Work order: Output every record below exactly as it appears.

Records for this exercise:
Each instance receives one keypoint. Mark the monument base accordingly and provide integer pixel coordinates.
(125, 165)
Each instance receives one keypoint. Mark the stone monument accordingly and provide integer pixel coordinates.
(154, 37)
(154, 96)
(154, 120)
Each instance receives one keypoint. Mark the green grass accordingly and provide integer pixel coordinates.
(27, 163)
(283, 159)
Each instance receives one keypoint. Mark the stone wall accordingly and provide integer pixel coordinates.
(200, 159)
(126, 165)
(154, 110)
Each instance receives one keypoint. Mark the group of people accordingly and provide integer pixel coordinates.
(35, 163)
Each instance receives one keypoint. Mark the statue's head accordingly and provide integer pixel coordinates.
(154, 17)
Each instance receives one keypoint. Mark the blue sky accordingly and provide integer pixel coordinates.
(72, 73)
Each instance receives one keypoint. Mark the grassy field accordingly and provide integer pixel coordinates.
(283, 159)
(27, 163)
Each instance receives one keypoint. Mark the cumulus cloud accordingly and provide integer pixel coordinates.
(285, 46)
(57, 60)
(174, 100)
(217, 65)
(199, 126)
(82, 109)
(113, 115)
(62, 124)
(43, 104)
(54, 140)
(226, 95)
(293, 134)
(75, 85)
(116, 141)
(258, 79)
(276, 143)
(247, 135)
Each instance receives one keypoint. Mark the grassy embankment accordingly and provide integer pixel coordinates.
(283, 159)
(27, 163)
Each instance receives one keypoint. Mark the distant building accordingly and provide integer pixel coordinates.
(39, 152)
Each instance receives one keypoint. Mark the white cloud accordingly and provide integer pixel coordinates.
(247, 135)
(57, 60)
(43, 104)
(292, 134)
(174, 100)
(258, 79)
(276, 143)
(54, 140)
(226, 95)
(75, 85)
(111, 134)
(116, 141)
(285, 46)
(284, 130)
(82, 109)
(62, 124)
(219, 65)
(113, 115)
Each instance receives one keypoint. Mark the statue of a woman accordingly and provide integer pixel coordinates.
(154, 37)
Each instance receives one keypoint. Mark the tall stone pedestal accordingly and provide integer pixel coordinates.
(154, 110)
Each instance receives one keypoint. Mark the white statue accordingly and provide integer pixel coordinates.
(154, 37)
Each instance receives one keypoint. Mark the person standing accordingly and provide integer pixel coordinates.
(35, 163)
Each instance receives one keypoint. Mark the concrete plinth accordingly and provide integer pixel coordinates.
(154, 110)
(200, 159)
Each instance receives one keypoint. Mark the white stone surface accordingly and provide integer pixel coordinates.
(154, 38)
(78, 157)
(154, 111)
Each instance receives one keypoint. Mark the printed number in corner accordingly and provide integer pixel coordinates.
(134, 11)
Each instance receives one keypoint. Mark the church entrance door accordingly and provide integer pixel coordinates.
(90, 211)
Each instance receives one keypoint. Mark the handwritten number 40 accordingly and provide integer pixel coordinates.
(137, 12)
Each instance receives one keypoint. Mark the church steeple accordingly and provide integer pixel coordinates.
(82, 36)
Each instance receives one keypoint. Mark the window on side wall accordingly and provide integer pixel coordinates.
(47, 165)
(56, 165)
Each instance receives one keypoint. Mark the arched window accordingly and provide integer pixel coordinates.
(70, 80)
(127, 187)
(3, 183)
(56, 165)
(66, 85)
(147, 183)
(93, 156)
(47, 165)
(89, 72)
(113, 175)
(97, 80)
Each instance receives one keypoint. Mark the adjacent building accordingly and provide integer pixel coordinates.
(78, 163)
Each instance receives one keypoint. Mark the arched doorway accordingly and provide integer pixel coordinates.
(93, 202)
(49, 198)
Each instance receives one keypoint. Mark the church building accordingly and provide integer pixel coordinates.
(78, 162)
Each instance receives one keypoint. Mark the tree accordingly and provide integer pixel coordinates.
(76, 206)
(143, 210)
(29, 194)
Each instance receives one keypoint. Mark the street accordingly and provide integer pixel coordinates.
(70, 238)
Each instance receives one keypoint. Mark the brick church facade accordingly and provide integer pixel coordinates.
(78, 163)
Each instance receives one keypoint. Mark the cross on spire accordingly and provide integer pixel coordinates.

Task response:
Each instance receives one keypoint. Mark the monument base accordingly and provide integer pixel coordinates.
(125, 165)
Each instance receives one keypoint. Mark the stone monument accordingly and provide integer pixel coordinates.
(154, 37)
(154, 96)
(154, 120)
Each instance receives one keypoint. Mark the green grass accordingly and provide integer pixel coordinates.
(27, 163)
(283, 159)
Each instance receives one keypoint. Mark the stone wall accordingly and provide integer pixel coordinates.
(200, 159)
(126, 165)
(154, 110)
Each instance receives one keypoint. Mark the group of people accordingly and provide integer pixel coordinates.
(35, 163)
Each instance receives one keypoint. Mark the statue's head accordingly and provide integer pixel coordinates.
(154, 17)
Each instance receives one keypoint. Mark the blue sky accordingly and provide integer pixel coordinates.
(72, 73)
Each instance receives one keypoint. Mark the grassy field accordingly and provide integer pixel coordinates.
(283, 159)
(27, 163)
Each instance receives one keypoint. Mark the cumulus cloud accordingly and provide integer pixel coordinates.
(285, 46)
(57, 60)
(174, 100)
(217, 65)
(199, 126)
(82, 109)
(113, 115)
(62, 124)
(43, 104)
(54, 140)
(226, 95)
(293, 134)
(75, 85)
(116, 141)
(258, 79)
(276, 143)
(247, 135)
Each instance receives one keypoint. Mark the grassy embankment accordingly and provide integer pixel coordinates.
(283, 159)
(27, 163)
Each instance receives one keypoint. Mark the distant building accordingly and provide integer pixel coordinates.
(39, 152)
Each instance receives one keypoint. Mark the white cloud accordingly and provide integer pixel coordinates.
(247, 135)
(57, 60)
(43, 104)
(292, 134)
(174, 100)
(258, 79)
(276, 143)
(54, 140)
(226, 95)
(75, 85)
(111, 134)
(116, 141)
(285, 46)
(284, 130)
(82, 109)
(62, 124)
(219, 65)
(113, 115)
Each instance receives one keypoint. Mark the statue of a woman accordingly and provide integer pixel coordinates.
(154, 37)
Each instance receives one keypoint. Mark the tall stone pedestal accordingly and provide integer pixel coordinates.
(154, 110)
Each instance receives one keypoint. Mark the white statue accordingly and provide integer pixel coordinates.
(154, 37)
Each instance receives one keypoint. Mark the person standing accordingly and provide integer pixel coordinates.
(35, 163)
Each instance receives one keypoint. Mark the concrete plinth accordingly and provide integer pixel coordinates.
(154, 110)
(200, 159)
Each instance receives one keypoint. Mark the white stone surface accordingly and provide integer pixel coordinates.
(154, 38)
(78, 157)
(154, 111)
Each instance receives one keypoint. Mark the printed number in corner accordingly and provide integer pixel coordinates.
(134, 11)
Each instance receives one keypoint. Mark the church entrance door accordingly and provide integer pixel coordinates.
(90, 211)
Each instance receives one keypoint. Mark the handwritten number 40 accordingly and provide integer pixel coordinates.
(137, 12)
Each instance receives one keypoint. Mark the church steeple accordingly and provide integer pixel coordinates.
(82, 36)
Each instance receives one keypoint. Mark the window on side wall accordingly and provide integer pixel coordinates.
(47, 165)
(56, 165)
Each instance receives one keypoint. Mark the arched window accordingly and provide integer pixel coordinates.
(70, 80)
(127, 187)
(3, 183)
(56, 165)
(66, 85)
(147, 183)
(93, 156)
(47, 165)
(89, 72)
(113, 175)
(97, 80)
Each instance receives one keypoint. Mark the adjacent building accordingly and provide integer pixel coordinates.
(78, 163)
Each instance receives one keypoint. Mark the arched doorway accordingly and provide integer pixel coordinates.
(93, 202)
(49, 198)
Each instance receives one keypoint. Mark the church building accordingly and provide integer pixel coordinates.
(78, 162)
Each instance receives one keypoint. Mark the tree accordingly and provide integer pixel coordinates.
(76, 206)
(143, 210)
(29, 194)
Each instance receives one keypoint. Mark the street accordingly and provide integer pixel coordinates.
(70, 238)
Each instance receives one keypoint. Mark the brick church facade accordingly and provide integer pixel coordinates.
(78, 163)
Each instance receives one keypoint. Mark the cross on spire accordingly and provide integer pixel coordinates.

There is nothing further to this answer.